WORK TO COMPLETE → Could you return all of the entries below exactly, minus the pictures?

SOURCE MATERIAL →
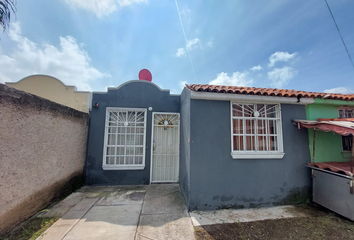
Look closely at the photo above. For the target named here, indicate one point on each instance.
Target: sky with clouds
(95, 44)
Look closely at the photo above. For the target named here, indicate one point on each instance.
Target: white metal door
(165, 147)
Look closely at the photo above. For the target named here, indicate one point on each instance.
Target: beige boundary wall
(55, 90)
(42, 153)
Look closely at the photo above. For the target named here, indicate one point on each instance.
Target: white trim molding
(254, 120)
(249, 98)
(257, 155)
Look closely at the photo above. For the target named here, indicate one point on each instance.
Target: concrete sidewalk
(124, 212)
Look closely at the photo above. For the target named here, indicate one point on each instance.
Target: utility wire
(340, 34)
(185, 38)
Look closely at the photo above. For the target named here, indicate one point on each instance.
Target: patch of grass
(31, 229)
(318, 224)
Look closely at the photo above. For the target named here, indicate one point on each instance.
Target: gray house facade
(226, 148)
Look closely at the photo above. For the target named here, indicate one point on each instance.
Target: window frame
(342, 137)
(125, 166)
(252, 154)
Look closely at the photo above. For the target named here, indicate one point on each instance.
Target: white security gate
(165, 147)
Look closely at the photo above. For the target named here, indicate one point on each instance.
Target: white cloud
(193, 44)
(186, 14)
(101, 7)
(281, 76)
(280, 57)
(210, 43)
(256, 68)
(182, 84)
(237, 79)
(180, 52)
(342, 90)
(68, 62)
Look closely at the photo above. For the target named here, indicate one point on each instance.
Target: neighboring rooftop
(267, 92)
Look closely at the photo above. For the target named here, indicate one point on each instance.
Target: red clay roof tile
(267, 92)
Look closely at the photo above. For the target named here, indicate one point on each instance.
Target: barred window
(125, 132)
(347, 141)
(256, 130)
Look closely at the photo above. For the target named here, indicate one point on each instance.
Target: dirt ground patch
(30, 230)
(320, 224)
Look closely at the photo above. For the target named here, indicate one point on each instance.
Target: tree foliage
(6, 7)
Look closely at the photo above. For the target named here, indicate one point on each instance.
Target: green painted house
(330, 146)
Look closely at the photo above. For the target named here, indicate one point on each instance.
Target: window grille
(125, 138)
(256, 128)
(347, 141)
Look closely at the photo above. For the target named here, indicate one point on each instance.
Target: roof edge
(250, 98)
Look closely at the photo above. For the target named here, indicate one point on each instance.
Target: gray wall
(218, 181)
(184, 157)
(134, 94)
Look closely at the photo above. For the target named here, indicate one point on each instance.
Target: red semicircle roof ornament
(145, 74)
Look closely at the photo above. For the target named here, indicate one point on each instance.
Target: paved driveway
(126, 212)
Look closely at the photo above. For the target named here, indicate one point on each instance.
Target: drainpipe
(313, 149)
(351, 168)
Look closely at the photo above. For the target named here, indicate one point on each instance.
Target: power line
(340, 34)
(185, 38)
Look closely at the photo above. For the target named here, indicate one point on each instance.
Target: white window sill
(257, 155)
(120, 167)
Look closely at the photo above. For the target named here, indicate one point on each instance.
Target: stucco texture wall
(42, 153)
(219, 181)
(54, 90)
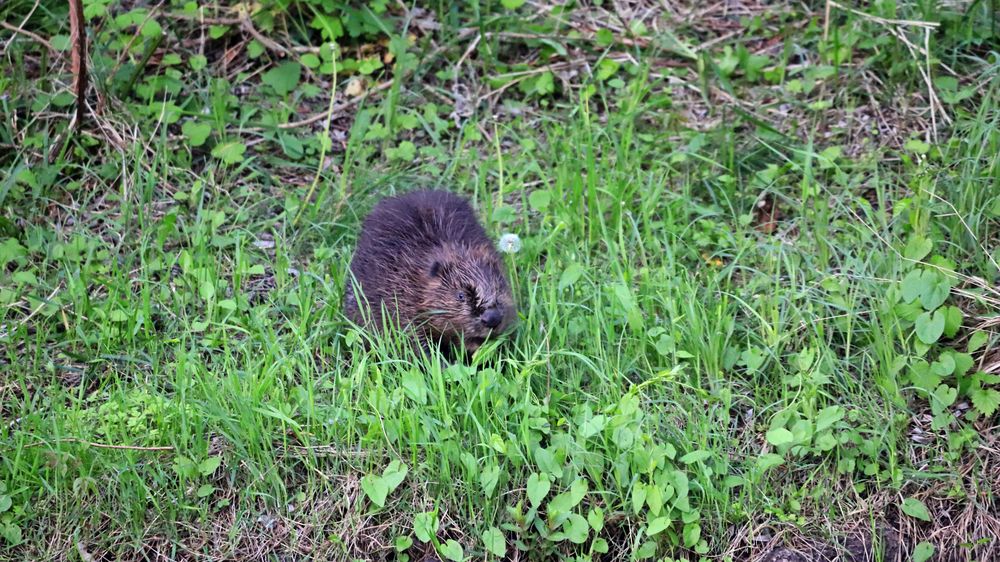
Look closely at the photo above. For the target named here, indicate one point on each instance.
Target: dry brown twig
(34, 36)
(893, 26)
(78, 57)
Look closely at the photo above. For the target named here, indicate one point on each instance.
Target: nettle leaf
(284, 77)
(495, 542)
(916, 509)
(538, 488)
(929, 327)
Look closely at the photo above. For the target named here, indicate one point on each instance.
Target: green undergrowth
(178, 379)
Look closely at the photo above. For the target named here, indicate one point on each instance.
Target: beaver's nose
(492, 318)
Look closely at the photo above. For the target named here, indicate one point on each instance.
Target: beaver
(424, 260)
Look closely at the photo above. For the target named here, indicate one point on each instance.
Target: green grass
(177, 378)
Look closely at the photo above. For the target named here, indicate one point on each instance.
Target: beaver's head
(467, 297)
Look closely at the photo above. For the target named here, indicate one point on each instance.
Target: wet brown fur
(424, 259)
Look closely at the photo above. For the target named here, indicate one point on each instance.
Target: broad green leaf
(918, 146)
(692, 532)
(538, 488)
(402, 543)
(284, 77)
(488, 479)
(394, 474)
(638, 497)
(570, 275)
(196, 133)
(696, 456)
(425, 525)
(828, 416)
(769, 460)
(230, 152)
(592, 426)
(913, 285)
(936, 290)
(976, 341)
(209, 465)
(566, 501)
(985, 400)
(414, 386)
(375, 488)
(576, 528)
(495, 542)
(916, 509)
(917, 248)
(952, 321)
(779, 436)
(451, 550)
(923, 552)
(658, 525)
(929, 327)
(596, 519)
(540, 199)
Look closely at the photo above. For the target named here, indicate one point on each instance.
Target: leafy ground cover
(757, 277)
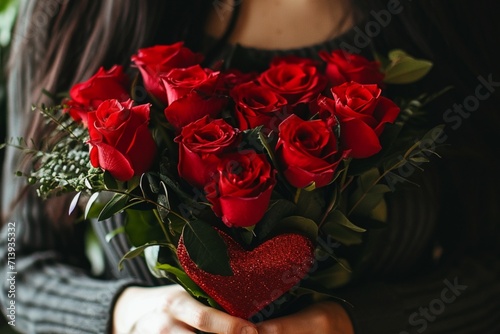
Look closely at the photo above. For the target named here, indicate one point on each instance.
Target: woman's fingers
(191, 312)
(322, 318)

YOUR SOLUTION →
Look closely at the photo above. For the target named here, indicate one point on each instance.
Target: sky with clouds
(95, 44)
Look closely at the photo above. For the target named here, indicate one point on each instance.
Target: white metal door
(165, 147)
Look closely at the photo above. For the target named here, indicate one point on each instance.
Target: beige boundary wall
(55, 90)
(42, 153)
Look closely at the photo above. For the target named here, indicate one point on each instance.
Target: white trim molding
(254, 120)
(249, 98)
(257, 155)
Look closely at the photo above. For the target named here, indicate one point on each instance.
Target: concrete sidewalk
(124, 212)
Look closely at the photo above. For the target named here, indicate one point on each instance.
Target: utility wire
(340, 34)
(185, 38)
Look closely at the photo above. For the target named here, indicate one point on each instance.
Target: patch of grass
(31, 229)
(318, 224)
Look closely at the photo above. For the target named here, indicate one point on each instance.
Target: gray house facade
(226, 148)
Look closely at the photo above. For the target named here, indicate one point on each instance.
Target: window frame
(342, 137)
(125, 166)
(252, 154)
Look closely at the photo above. For the target named here, indicate one point on each instance.
Target: white security gate
(165, 147)
Look closely at the photo above. For the target named here, indicate one point on each instance.
Target: white cloud
(193, 44)
(186, 14)
(101, 7)
(281, 76)
(280, 57)
(210, 43)
(256, 68)
(182, 84)
(237, 79)
(180, 52)
(342, 90)
(68, 62)
Look closely at the photo above. For the target named here, indicate one point on each instance.
Target: neighboring rooftop
(267, 92)
Look closely at the photo above. For the target named here, indicate one point on each instance.
Target: red clay roof tile
(267, 92)
Look closely at the photo above. For the target named here, indicate one point on each instance.
Target: barred window
(125, 132)
(347, 141)
(256, 130)
Look closely at the photo above. For the target named here, indicate one point on each instance.
Target: dirt ground patch
(30, 230)
(320, 224)
Look closely at the photo above. For the target named here, indicate one point on each instance.
Target: tree foliage
(6, 7)
Look closely at the photo above. For the target named here, indicate one point on each instance.
Target: green painted house
(330, 146)
Look closely at the photo above. For the target named here, indicate one point on each instance.
Target: window grille
(125, 138)
(256, 128)
(347, 141)
Look closely at the photo above. For the target named here, indicate one point on each instance.
Target: roof edge
(250, 98)
Look closely at the photo above. For the target named here, indicate one point on each instance.
Target: gray wall
(218, 181)
(184, 157)
(134, 94)
Look closely at the photo above. For the target named here, indicate one point on each instance.
Target: red semicircle roof ornament
(145, 74)
Look closely at the photo above. For the target named here, indicate one point on each instance.
Target: paved driveway
(126, 212)
Look closely at the photo above. For the target named here, indicate one point on each instance.
Target: drainpipe
(313, 149)
(351, 168)
Look closely at the photo above. For the target named here, indicate one point on each instance.
Target: power line
(340, 34)
(185, 38)
Look closely at the photo above. For the target named here, indicate one point on each instance.
Target: white window sill
(257, 155)
(120, 167)
Look closely at the photo above. For the target named here, indicate one point on each instance.
Target: stucco texture wall
(42, 153)
(219, 181)
(54, 90)
Look closely at the photo above. For the target named here, indicate one point on each instance.
Target: dry brown twig
(34, 36)
(893, 26)
(78, 57)
Look closely at the photo above. For the target named here, indicate one point on each instance.
Target: nettle leaf
(284, 77)
(495, 542)
(916, 509)
(538, 488)
(929, 327)
Look closely at the photo above. For the target named here, indicate one point on each instance.
Target: green undergrowth
(178, 379)
Look closely at the photo above. For the target named here, indicate one point on each instance.
Target: beaver's nose
(492, 318)
Look closely at the photo above. For the target named here, indicate one point on each instance.
Target: beaver
(424, 260)
Look closely at the photo above. For the target named here, indicate one point on each instance.
Target: green grass
(177, 378)
Look closely at the photo above. For the target named here, indicate one point on each instance.
Target: beaver's head
(467, 297)
Look closely at the photo above. For the target named here, indicate one point on each instance.
Target: wet brown fur
(424, 259)
Look closely at the photo above. For the target named here, indicate one point on each instance.
Target: broad green leaf
(918, 146)
(692, 532)
(538, 488)
(402, 543)
(284, 77)
(488, 479)
(394, 474)
(638, 497)
(570, 275)
(196, 133)
(696, 456)
(425, 525)
(828, 416)
(769, 460)
(230, 152)
(592, 426)
(913, 285)
(936, 290)
(976, 341)
(209, 465)
(566, 501)
(985, 400)
(414, 386)
(375, 488)
(576, 528)
(495, 542)
(916, 509)
(917, 248)
(952, 321)
(779, 436)
(451, 550)
(923, 552)
(658, 525)
(929, 327)
(596, 519)
(540, 199)
Look closely at the photo above. For the target named here, indicate one point on each instance.
Target: leafy ground cover
(757, 277)
Look closely at the photo above. For the target named here, indicate one point on each instance.
Target: woman's fingers
(191, 312)
(322, 318)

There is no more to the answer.